Copy out every line below that contains the word "class". Case counts.
# START OF Material shown
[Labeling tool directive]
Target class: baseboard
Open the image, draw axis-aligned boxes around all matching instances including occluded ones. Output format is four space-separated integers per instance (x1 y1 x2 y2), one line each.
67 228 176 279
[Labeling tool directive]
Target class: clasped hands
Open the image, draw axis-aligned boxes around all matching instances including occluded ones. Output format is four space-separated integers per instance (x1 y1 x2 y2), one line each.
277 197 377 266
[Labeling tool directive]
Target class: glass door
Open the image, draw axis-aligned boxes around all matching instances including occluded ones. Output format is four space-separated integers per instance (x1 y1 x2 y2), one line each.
# END OF Material shown
# START OF Material shown
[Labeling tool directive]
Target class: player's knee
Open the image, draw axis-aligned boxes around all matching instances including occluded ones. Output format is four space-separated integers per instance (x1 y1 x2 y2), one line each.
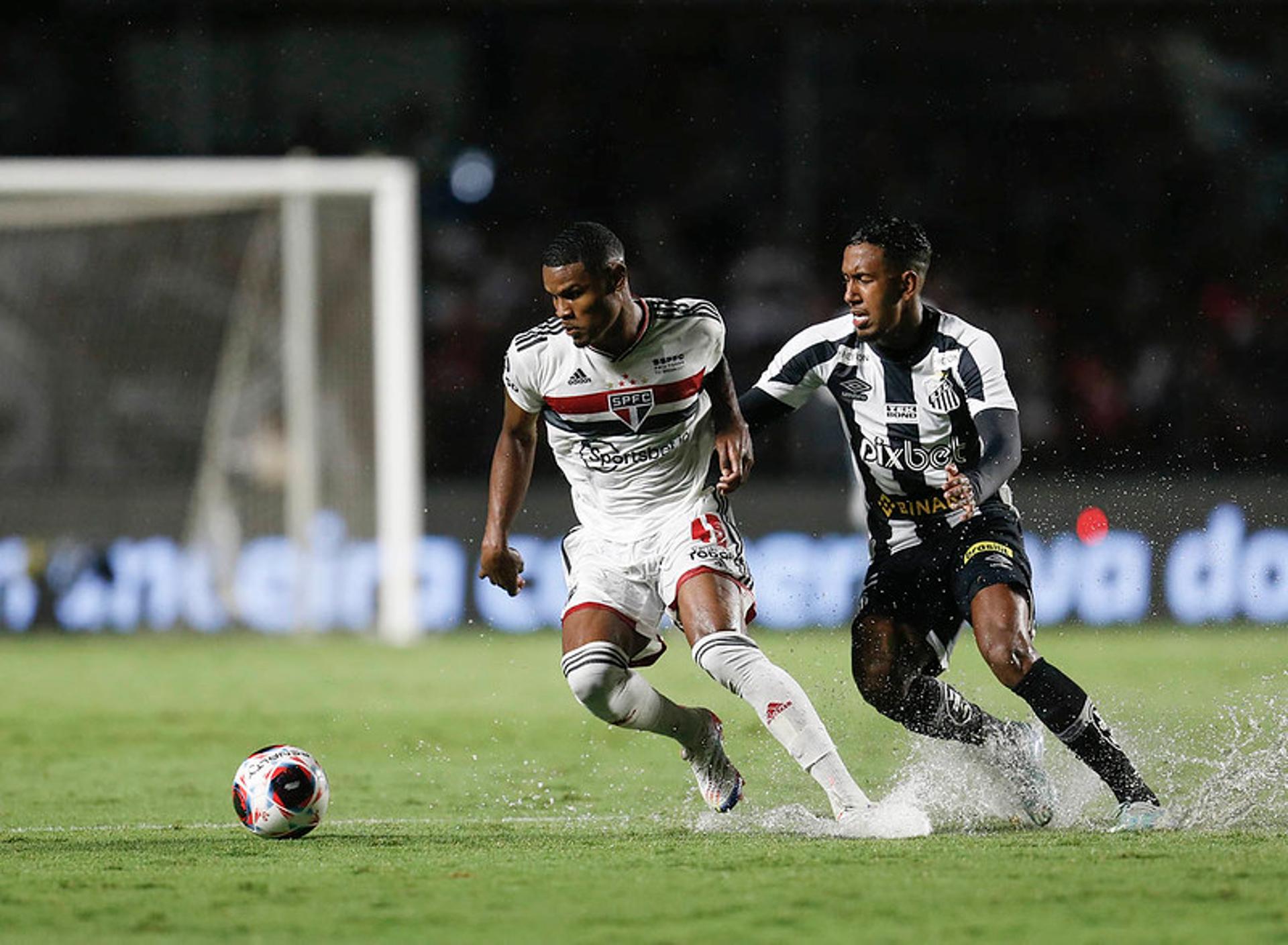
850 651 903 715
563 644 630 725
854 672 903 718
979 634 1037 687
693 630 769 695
# END OF Material shown
# START OF Material shown
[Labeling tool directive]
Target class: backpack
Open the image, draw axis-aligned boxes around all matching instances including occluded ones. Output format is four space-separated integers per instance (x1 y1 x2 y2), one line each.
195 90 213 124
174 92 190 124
# END OF Material shown
= Result below =
Target class: baseboard
Target class: clasped hands
Target class: glass door
Target class: player's knee
Target class: backpack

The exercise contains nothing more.